++++ Data in this exercise ++++

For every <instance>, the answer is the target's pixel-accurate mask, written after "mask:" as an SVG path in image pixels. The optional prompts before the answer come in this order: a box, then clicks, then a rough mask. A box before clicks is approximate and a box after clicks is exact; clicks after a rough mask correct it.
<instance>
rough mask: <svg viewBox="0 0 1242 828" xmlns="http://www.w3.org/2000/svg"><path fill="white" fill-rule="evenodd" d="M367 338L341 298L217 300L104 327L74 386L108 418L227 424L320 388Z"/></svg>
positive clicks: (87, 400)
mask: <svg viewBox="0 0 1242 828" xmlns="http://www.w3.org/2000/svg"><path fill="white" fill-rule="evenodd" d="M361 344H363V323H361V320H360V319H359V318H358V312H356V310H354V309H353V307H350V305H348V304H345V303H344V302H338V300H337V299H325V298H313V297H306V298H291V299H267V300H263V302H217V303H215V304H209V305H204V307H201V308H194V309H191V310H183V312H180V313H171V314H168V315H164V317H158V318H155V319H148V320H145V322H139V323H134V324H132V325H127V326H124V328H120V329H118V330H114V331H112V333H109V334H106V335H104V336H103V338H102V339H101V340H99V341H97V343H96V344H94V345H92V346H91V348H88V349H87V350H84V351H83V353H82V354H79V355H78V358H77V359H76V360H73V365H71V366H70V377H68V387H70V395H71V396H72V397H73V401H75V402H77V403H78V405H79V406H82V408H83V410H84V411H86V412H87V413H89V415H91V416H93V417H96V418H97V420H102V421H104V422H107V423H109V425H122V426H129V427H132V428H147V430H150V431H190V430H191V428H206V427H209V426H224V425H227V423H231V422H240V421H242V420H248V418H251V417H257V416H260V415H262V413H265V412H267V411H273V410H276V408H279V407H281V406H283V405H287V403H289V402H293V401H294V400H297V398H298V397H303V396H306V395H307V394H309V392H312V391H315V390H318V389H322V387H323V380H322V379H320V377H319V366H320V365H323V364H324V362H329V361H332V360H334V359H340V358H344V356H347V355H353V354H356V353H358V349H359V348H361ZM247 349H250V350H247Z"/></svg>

++++
++++ Data in this exercise ++++

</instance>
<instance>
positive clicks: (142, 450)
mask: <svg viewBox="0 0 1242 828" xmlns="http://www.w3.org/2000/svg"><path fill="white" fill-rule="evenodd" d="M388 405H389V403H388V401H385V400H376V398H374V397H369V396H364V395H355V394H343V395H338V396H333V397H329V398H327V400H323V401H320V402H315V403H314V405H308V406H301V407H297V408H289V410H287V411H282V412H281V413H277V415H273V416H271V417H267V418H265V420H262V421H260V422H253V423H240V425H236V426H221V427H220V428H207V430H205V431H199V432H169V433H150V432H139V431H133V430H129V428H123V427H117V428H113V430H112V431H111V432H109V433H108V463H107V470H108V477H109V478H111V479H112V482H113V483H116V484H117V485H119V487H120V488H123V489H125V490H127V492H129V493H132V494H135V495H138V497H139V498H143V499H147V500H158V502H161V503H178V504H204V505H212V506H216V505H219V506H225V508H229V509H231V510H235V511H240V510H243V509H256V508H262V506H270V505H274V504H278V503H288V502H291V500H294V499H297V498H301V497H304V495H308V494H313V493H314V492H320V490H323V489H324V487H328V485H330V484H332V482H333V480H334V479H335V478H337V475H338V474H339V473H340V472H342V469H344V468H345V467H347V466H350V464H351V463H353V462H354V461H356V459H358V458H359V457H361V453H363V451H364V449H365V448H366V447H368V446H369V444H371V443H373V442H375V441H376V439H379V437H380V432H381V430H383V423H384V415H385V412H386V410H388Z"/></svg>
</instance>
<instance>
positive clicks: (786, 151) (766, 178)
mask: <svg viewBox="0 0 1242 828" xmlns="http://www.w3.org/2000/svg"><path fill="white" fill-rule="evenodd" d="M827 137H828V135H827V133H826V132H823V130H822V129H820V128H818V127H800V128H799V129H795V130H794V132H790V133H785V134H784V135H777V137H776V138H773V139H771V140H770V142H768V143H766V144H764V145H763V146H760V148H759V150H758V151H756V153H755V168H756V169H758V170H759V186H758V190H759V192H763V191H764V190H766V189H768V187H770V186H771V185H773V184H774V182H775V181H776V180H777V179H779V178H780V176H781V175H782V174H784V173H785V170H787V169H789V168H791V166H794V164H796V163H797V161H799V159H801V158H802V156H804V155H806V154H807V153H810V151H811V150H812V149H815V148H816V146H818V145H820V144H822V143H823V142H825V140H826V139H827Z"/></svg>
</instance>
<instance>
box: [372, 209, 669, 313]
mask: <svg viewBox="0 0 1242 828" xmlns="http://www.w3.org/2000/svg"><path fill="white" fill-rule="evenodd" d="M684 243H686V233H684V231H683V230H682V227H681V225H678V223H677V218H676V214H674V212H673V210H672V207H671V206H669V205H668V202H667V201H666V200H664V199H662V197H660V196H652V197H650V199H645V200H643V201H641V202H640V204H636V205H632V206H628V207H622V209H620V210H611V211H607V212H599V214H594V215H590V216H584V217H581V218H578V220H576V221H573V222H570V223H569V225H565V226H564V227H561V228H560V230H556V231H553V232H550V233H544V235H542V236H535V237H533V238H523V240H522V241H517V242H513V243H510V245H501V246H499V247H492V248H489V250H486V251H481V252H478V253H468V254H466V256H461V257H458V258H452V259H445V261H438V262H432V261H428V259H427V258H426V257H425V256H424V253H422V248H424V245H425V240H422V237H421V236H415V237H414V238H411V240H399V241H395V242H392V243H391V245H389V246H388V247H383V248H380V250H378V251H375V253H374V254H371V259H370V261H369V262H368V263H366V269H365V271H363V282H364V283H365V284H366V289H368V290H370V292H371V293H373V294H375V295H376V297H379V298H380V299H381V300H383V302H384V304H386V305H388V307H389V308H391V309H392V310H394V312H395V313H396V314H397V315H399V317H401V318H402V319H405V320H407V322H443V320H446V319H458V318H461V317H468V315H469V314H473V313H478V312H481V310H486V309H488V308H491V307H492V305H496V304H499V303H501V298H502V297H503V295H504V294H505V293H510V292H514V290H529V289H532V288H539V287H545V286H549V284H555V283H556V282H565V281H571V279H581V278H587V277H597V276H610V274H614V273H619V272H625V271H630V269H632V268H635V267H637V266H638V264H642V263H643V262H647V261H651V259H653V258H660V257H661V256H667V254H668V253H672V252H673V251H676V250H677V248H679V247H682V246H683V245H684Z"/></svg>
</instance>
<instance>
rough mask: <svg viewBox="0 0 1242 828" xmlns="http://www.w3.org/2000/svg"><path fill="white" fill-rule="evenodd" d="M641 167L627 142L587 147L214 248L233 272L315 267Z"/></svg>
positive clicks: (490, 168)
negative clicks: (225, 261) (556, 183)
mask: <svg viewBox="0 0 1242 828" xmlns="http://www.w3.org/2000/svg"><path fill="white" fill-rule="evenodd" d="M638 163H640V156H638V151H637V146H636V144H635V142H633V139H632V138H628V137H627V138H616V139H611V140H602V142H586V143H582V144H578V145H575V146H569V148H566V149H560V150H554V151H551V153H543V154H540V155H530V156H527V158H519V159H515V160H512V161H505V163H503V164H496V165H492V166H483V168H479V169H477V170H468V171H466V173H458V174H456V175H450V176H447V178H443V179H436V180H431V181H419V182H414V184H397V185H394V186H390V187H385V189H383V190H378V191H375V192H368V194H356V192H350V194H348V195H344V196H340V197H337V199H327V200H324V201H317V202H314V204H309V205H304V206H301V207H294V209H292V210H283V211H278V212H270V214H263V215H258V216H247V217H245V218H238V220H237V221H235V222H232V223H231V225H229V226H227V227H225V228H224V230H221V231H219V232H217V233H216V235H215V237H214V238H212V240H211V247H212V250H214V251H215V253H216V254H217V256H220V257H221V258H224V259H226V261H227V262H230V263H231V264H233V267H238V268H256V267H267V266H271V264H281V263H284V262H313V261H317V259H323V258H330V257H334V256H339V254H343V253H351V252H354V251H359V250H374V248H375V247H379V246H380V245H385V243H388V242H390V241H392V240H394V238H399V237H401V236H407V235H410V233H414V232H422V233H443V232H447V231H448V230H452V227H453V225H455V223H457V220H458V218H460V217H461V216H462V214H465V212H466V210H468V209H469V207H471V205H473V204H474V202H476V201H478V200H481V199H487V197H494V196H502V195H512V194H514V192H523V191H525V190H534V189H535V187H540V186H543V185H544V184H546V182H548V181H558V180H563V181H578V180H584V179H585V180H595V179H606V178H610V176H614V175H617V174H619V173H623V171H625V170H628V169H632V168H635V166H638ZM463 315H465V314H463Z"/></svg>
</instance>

++++
++++ Data in this exercise ++++

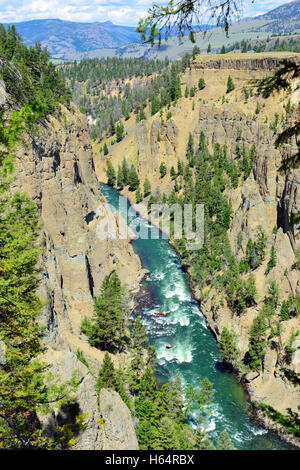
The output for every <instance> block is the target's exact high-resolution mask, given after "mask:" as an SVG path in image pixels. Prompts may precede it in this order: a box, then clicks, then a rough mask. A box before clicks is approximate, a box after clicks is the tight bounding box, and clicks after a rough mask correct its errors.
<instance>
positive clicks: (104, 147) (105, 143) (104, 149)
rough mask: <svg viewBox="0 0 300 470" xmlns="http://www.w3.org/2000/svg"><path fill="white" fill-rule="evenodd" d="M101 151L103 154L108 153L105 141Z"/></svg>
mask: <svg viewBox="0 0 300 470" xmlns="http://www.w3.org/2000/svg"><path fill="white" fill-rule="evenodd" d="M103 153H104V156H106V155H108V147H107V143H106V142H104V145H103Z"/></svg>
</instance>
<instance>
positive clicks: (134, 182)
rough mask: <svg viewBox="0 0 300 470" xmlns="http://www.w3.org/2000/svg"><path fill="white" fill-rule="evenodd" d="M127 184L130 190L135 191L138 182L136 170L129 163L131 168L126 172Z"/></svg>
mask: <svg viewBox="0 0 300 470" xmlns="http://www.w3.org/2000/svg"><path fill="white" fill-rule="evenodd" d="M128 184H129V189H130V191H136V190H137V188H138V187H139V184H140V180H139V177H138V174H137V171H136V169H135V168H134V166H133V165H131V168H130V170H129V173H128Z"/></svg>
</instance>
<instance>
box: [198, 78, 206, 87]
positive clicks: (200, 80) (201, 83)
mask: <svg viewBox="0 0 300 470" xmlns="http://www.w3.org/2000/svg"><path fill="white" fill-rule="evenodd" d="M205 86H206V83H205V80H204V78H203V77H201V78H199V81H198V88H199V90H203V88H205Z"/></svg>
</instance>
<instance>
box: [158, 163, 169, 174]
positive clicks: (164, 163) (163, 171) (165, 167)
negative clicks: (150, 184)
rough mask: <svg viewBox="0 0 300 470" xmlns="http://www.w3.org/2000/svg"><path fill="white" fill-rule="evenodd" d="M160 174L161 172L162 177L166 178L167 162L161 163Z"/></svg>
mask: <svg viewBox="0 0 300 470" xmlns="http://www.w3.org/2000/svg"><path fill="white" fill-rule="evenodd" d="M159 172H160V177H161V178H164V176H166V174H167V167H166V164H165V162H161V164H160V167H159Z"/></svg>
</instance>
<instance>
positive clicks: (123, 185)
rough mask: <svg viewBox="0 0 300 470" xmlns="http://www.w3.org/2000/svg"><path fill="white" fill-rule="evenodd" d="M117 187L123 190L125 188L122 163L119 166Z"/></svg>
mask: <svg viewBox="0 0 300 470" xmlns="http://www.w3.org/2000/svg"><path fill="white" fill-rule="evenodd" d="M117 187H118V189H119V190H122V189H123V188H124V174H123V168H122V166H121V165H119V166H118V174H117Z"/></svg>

++++

• **Required action**
Please give an exact copy of the entries above, from the line with "For every <instance>, the" down to the line with "338L341 298L217 300L104", inclusive, and nothing else.

• **Task solution**
For every <instance>, the answer is the target's pixel-accurate mask, written after "mask:" as an SVG path in image pixels. The optional prompts before the answer come in this order: a box, then clicks, then a rough mask. A box before clicks is approximate and a box after clicks is exact; clicks after a rough mask correct it.
<instance>
rough mask: <svg viewBox="0 0 1242 828" xmlns="http://www.w3.org/2000/svg"><path fill="white" fill-rule="evenodd" d="M367 338L341 298L217 300L104 327L74 386L108 418L227 424L320 388Z"/></svg>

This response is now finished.